Each line of the records is to be copied verbatim.
/---
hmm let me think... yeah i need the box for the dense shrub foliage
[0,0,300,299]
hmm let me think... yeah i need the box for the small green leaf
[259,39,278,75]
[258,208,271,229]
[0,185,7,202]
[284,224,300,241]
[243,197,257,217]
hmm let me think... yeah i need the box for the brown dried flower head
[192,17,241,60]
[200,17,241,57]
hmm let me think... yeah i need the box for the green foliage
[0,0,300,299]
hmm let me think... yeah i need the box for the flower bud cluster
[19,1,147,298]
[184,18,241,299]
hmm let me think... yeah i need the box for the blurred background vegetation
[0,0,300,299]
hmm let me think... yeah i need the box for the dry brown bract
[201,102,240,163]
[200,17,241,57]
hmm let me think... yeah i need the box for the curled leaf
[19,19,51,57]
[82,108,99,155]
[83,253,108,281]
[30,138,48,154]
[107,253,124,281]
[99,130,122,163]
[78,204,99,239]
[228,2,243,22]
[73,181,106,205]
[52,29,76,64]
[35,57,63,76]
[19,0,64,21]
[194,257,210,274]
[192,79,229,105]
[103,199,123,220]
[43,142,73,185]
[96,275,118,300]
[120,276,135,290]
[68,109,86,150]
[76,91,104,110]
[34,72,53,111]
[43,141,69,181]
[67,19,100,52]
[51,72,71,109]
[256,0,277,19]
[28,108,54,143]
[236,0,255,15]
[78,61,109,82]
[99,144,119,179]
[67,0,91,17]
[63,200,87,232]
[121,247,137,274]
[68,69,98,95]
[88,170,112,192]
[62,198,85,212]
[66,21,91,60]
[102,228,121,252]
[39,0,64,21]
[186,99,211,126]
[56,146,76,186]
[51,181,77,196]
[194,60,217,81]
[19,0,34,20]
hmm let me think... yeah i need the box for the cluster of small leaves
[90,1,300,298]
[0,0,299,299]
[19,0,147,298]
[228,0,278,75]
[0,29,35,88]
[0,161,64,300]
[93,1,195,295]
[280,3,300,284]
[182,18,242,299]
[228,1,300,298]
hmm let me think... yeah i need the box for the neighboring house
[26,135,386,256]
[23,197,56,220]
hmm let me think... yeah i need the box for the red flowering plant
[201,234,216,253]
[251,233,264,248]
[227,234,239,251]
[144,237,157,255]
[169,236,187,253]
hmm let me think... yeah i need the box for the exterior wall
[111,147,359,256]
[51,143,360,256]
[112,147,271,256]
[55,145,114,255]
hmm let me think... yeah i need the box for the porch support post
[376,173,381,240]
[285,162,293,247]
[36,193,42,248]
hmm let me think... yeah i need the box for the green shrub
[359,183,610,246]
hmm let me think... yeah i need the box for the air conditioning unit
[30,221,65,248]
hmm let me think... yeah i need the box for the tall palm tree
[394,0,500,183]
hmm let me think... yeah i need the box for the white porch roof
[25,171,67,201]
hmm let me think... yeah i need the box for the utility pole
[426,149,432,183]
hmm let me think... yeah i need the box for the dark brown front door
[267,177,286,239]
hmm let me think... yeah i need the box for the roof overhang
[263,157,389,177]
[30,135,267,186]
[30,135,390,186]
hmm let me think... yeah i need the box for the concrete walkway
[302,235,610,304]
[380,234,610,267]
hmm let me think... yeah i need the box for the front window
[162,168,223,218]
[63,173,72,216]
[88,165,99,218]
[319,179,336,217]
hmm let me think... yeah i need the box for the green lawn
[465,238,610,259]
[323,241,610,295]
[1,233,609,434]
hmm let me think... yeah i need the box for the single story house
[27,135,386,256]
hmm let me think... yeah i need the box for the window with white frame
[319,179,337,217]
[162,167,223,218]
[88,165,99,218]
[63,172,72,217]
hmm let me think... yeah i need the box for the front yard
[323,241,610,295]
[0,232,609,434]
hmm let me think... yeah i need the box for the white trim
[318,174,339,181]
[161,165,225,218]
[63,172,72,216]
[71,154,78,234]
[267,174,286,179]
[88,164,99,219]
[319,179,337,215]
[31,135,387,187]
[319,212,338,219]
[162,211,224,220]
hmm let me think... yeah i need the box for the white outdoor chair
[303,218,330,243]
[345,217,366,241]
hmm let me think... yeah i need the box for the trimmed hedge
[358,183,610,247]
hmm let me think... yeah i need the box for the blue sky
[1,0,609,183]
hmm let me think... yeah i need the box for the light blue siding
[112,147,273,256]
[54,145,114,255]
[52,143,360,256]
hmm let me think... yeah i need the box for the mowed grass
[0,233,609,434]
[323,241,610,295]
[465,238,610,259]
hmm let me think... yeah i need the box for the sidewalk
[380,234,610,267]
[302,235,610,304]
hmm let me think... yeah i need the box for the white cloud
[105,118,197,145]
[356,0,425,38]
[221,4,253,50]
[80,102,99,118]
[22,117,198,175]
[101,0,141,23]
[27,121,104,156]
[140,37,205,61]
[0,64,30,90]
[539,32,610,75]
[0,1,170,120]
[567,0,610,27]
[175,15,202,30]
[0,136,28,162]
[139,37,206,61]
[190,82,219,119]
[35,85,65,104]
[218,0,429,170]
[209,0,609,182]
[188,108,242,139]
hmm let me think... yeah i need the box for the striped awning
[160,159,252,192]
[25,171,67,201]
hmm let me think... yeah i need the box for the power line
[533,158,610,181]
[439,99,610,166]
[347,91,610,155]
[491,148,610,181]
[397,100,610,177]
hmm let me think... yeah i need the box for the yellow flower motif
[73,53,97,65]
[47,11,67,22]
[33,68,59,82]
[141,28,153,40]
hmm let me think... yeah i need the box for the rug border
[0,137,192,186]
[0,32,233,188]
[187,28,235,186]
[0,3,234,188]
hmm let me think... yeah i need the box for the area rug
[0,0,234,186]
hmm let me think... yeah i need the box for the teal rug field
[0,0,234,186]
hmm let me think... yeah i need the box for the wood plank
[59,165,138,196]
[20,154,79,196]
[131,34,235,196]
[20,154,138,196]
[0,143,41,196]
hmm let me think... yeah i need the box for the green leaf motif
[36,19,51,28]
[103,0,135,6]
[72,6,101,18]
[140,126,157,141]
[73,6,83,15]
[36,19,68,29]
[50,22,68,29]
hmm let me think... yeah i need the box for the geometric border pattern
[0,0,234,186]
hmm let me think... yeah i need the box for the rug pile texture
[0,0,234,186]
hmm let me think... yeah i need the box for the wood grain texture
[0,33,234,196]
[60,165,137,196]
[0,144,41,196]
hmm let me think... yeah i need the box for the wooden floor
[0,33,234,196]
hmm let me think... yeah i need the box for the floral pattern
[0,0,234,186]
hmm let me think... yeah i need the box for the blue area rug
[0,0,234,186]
\---
▶ _Output_
hmm let me think... yeah i need the box for the dense shrub foliage
[0,0,300,299]
hmm let me think... yeah i need the box for the small green leaf
[259,39,278,75]
[258,208,271,229]
[0,185,7,202]
[284,224,300,241]
[243,197,257,217]
hmm let me think... yeah i need the box for the brown dried flower head
[192,17,241,60]
[200,17,241,57]
hmm let me think... yeah i need the box for the green foliage
[0,0,300,299]
hmm let me think... yeah i need the box for the flower bud cluster
[19,1,147,298]
[184,18,241,299]
hmm let me think... yeah i need the box for the blurred background vegetation
[0,0,300,299]
hmm let me think... yeah i need the box for the dry brown bract
[201,102,240,163]
[200,17,241,57]
hmm let me think... yeah i need the box for the curled leaf
[19,19,51,57]
[82,108,99,155]
[83,253,108,281]
[30,138,48,154]
[107,253,124,281]
[99,130,122,163]
[78,204,99,239]
[228,2,243,22]
[73,181,106,205]
[52,29,76,64]
[35,57,63,76]
[19,0,64,21]
[194,257,210,274]
[192,79,229,105]
[103,199,123,220]
[43,142,73,185]
[96,275,118,300]
[120,276,135,290]
[68,109,86,150]
[76,91,104,110]
[34,72,53,111]
[43,141,69,181]
[67,19,100,52]
[51,72,71,109]
[256,0,277,19]
[28,108,54,143]
[236,0,255,15]
[78,61,109,82]
[99,144,119,179]
[67,0,91,17]
[63,200,87,232]
[121,247,137,274]
[68,69,98,95]
[88,170,112,192]
[62,198,85,212]
[66,21,91,60]
[102,228,121,252]
[39,0,64,21]
[186,99,211,126]
[56,146,76,186]
[51,181,77,196]
[194,60,217,81]
[19,0,34,20]
hmm let me think... yeah i need the box for the cluster of small leaves
[90,1,300,298]
[0,0,299,299]
[19,0,147,298]
[228,0,278,75]
[0,29,35,88]
[0,161,64,300]
[93,1,195,295]
[280,3,300,284]
[182,18,242,299]
[228,1,300,298]
hmm let me think... yeah i need the box for the neighboring house
[26,135,386,256]
[23,197,56,220]
hmm let me think... yeah i need the box for the red flowering plant
[201,234,216,253]
[251,233,264,248]
[227,234,239,251]
[144,237,157,255]
[169,236,187,253]
hmm let me think... yeah i need the box for the exterior wall
[111,147,359,256]
[51,143,360,256]
[112,147,271,256]
[55,145,114,255]
hmm let me think... yeah i need the box for the porch support post
[376,173,381,240]
[285,162,293,247]
[36,193,42,248]
hmm let me think... yeah i need the box for the green shrub
[359,183,610,246]
hmm let me think... yeah i need the box for the air conditioning unit
[30,221,65,248]
hmm let me think... yeah i need the box for the tall palm tree
[394,0,500,183]
hmm let me think... yeah i need the box for the white porch roof
[25,171,67,201]
hmm let me think... yeah i need the box for the utility pole
[426,149,432,183]
hmm let me think... yeah i need the box for the dark brown front door
[267,177,286,239]
hmm let me think... yeah i need the box for the roof overhang
[263,157,389,177]
[30,135,267,186]
[30,135,390,186]
hmm let me think... yeah i need the box for the concrete walkway
[302,235,610,304]
[380,234,610,267]
hmm let me think... yeah i need the box for the front window
[162,168,223,218]
[63,173,72,216]
[88,165,99,218]
[319,179,336,217]
hmm let me think... yeah i need the box for the green lawn
[465,238,610,259]
[323,241,610,295]
[1,233,609,434]
hmm let me think... yeah i need the box for the single story house
[27,135,386,256]
hmm let me think... yeah i need the box for the window with white frame
[319,179,337,217]
[162,167,223,218]
[88,165,99,218]
[63,172,72,217]
hmm let me think... yeah i need the box for the front yard
[323,241,610,295]
[0,232,609,434]
hmm let me think... yeah i need the box for the white trim
[318,174,339,181]
[161,165,225,218]
[63,172,72,216]
[71,154,78,234]
[267,174,286,179]
[88,164,99,219]
[319,179,337,215]
[31,135,387,187]
[319,212,338,219]
[162,211,224,220]
hmm let me think... yeah i need the box for the white outdoor chair
[303,218,330,243]
[345,217,366,241]
hmm let me think... yeah i need the box for the trimmed hedge
[358,183,610,247]
hmm let me think... yeah i need the box for the blue sky
[1,0,609,183]
hmm let me think... yeah i need the box for the light blue siding
[112,147,273,256]
[54,145,114,255]
[52,143,360,256]
hmm let me think... yeah i need the box for the mowed grass
[0,233,609,434]
[323,241,610,295]
[465,238,610,259]
hmm let me think... yeah i need the box for the sidewalk
[380,234,610,267]
[302,235,610,304]
hmm let me think... yeah i need the box for the white cloud
[105,118,197,145]
[356,0,425,38]
[221,4,253,50]
[80,102,99,118]
[22,117,198,175]
[101,0,141,23]
[27,121,104,156]
[140,37,205,61]
[0,64,30,90]
[539,32,610,75]
[0,1,170,120]
[567,0,610,27]
[175,15,202,30]
[0,136,28,162]
[139,37,206,61]
[190,82,219,119]
[35,85,65,104]
[218,0,429,170]
[209,0,609,182]
[188,108,242,139]
hmm let me think... yeah i need the box for the striped awning
[160,159,252,192]
[25,171,67,201]
hmm let me think... yeah i need the box for the power line
[533,158,610,181]
[439,99,610,166]
[347,91,610,155]
[491,148,610,181]
[397,100,610,177]
hmm let me think... yeah i need the box for the yellow flower motif
[73,53,97,65]
[47,11,67,22]
[33,68,59,82]
[141,28,153,40]
hmm let me think... yeah i need the box for the rug border
[0,137,192,186]
[0,32,233,188]
[187,28,235,186]
[0,3,234,188]
hmm let me think... yeah i need the box for the area rug
[0,0,234,186]
hmm let me think... yeah i need the box for the teal rug field
[0,0,234,186]
hmm let me think... yeah i need the box for the wood plank
[59,165,138,196]
[20,154,79,196]
[131,34,235,196]
[20,154,138,196]
[0,143,41,196]
hmm let me think... yeah i need the box for the green leaf motif
[36,19,51,28]
[103,0,135,6]
[72,6,101,18]
[140,126,157,141]
[73,6,83,15]
[36,19,68,29]
[50,22,68,29]
hmm let me think... yeah i need the box for the geometric border pattern
[0,0,234,186]
hmm let me think... yeah i need the box for the rug pile texture
[0,0,234,186]
hmm let me think... yeah i need the box for the wood grain texture
[0,33,234,196]
[60,165,137,196]
[0,144,41,196]
hmm let me think... yeah i need the box for the wooden floor
[0,33,234,196]
hmm let me think... yeah i need the box for the floral pattern
[0,0,234,186]
hmm let me think... yeah i need the box for the blue area rug
[0,0,234,186]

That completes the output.